Referring expression pointing data |
▼
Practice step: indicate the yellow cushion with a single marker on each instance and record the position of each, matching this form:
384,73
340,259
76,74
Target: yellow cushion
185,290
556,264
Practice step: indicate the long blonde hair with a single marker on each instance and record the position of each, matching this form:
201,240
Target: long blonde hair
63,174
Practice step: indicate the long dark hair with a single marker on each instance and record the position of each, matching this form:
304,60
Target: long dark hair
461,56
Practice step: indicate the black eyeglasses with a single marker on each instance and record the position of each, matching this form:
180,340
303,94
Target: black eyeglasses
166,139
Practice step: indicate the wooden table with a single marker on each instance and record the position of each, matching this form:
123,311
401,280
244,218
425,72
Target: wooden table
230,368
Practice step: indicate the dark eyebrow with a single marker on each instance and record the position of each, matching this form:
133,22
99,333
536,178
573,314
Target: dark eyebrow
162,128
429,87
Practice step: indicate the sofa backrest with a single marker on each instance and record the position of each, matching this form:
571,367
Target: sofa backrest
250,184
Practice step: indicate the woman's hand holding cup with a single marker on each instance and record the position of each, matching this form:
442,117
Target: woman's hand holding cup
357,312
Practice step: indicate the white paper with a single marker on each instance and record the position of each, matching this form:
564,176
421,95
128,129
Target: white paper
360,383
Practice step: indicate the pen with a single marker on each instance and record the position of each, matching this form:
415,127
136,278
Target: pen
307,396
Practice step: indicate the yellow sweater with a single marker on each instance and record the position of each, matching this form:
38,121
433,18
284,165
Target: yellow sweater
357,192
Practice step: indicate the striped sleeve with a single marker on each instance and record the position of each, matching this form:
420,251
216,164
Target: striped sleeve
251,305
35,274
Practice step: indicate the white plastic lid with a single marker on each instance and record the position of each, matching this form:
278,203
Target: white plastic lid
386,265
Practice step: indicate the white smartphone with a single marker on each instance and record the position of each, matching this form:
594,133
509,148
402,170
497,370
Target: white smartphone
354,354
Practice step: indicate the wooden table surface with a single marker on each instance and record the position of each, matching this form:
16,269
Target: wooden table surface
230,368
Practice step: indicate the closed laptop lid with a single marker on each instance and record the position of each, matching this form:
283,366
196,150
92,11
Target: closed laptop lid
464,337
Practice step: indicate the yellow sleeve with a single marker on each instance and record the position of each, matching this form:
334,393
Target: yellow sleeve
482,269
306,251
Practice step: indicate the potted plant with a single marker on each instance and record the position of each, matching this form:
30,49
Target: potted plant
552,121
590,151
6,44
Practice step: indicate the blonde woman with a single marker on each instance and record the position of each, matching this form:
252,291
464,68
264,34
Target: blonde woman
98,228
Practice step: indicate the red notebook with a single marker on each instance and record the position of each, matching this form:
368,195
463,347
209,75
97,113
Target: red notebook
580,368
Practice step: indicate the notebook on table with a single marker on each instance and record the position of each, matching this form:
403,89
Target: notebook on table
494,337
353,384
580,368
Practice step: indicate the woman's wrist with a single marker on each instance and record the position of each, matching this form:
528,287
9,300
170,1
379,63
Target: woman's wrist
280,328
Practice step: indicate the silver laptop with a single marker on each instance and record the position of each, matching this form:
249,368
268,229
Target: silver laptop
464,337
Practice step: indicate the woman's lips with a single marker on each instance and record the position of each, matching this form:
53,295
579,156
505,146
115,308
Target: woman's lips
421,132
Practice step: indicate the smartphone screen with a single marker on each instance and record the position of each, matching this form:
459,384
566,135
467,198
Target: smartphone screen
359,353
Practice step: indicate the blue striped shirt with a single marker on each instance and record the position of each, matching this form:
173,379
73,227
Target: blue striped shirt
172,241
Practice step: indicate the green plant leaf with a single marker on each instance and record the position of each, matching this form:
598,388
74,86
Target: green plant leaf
▲
Instructions to follow | Please give each line above again, word for word.

Solution for this exercise |
Practice step: indicate the yellow cushion with a single marker on each instance and record the position of each, matching this form:
384,73
340,259
76,74
Target: yellow cushion
185,290
556,264
Practice step: indicate the long blonde hair with a single marker on each instance and record the position of each, matching this form:
201,240
Target: long blonde hair
63,174
Practice step: indicate the long dark hair with a single marker on each instance and record the position of each, matching this form:
304,60
Target: long dark hair
461,56
Practice step: indicate the black eyeglasses with a single marker on each instance and record the position of each, matching this form:
180,340
303,94
Target: black eyeglasses
166,139
Practice step: indicate the wooden table with a single marker on each instance and record the position of each, matching this form:
123,311
401,280
244,218
425,72
Target: wooden table
230,368
Practice step: indicate the dark eyebrow with a single marker on each instance and record the position of each, matching this form:
133,22
99,333
536,178
573,314
Target: dark eyebrow
162,128
429,87
Practice step: indicate the sofa backrest with a single marker on each instance and record the position of each, matching this form:
571,367
Target: sofa backrest
250,184
Practice step: indicate the woman's hand holding cup with a single marker on each instance and record the position of each, matching this form:
442,117
Target: woman's hand holding cup
357,312
Practice step: indicate the white paper with a single marker on each instance and record the position of each, matching this form:
564,176
421,95
128,129
Target: white paper
360,383
Practice step: indicate the pen with a single marker on each instance and record the position of each, matching this form:
415,127
136,278
Target: pen
307,396
Practice step: indicate the yellow sweater with a single marker on each instance and record the position of each, matching this form:
38,121
433,18
284,165
Target: yellow sweater
357,192
Practice step: indicate the striped sleeve with a single marker on each instance and record the position of each, matching this form:
420,251
216,164
Target: striped sleeve
251,305
35,274
Practice step: indicate the white plastic lid with a single marker on each instance and record the position of each, matching this form:
278,203
Target: white plastic lid
386,265
Practice step: indicate the white smartphone with a single marker on each instance and record the position of each, matching this form:
594,133
509,148
402,170
497,370
Target: white smartphone
354,354
Practice step: indicate the wooden table surface with a single marker on each instance and record the position of each, matching this form:
16,269
Target: wooden table surface
230,368
Practice step: indicate the closed laptop lid with a single marker on each instance and record the position of each, matching this form:
283,366
196,150
92,11
Target: closed laptop lid
464,337
Practice step: indicate the yellow sleeve with a single marker on each instance and record the position of each, matching this form:
334,393
Target: yellow sleeve
482,269
306,251
Practice step: indicate the potted plant with a single marker on each instance and record the position of each, matching this form:
30,49
Target: potted plant
552,121
590,151
6,44
Practice step: indicate the blonde woman with a single marker on each instance and record the position of each, matching this form:
252,291
464,68
264,34
Target: blonde woman
98,228
Practice step: indicate the red notebook with a single marker on each instance and record the position of each, matching this form:
368,195
463,347
209,75
97,113
Target: red notebook
580,368
Practice step: indicate the notebook on table with a single marker on each instance and record the position of each, matching this form:
403,89
Target: notebook on table
494,337
353,384
580,368
Practice step: indicate the woman's wrist with a single marker on each instance and record the position of each, matching this form:
528,287
9,300
170,1
379,63
Target: woman's wrist
280,328
Practice step: indicate the silver laptop with a single marker on each instance and record the position of each, matching this form:
249,368
268,229
Target: silver laptop
464,337
Practice step: indicate the woman's lips with a single marker on each instance and record the position of each, matching this form:
53,295
579,156
505,146
115,308
Target: woman's lips
421,132
Practice step: indicate the smartphone screen with a single marker on each instance and record the position of each, matching this form:
459,384
566,135
467,198
Target: smartphone screen
359,353
Practice step: indicate the blue striped shirt with a single marker on each instance and record the position of each, matching this form:
173,379
73,227
Target: blue striped shirt
172,241
Practice step: indicate the green plant leaf with a single marker on each instance and record the position of each, matching this form:
598,388
74,86
Target: green plant leaf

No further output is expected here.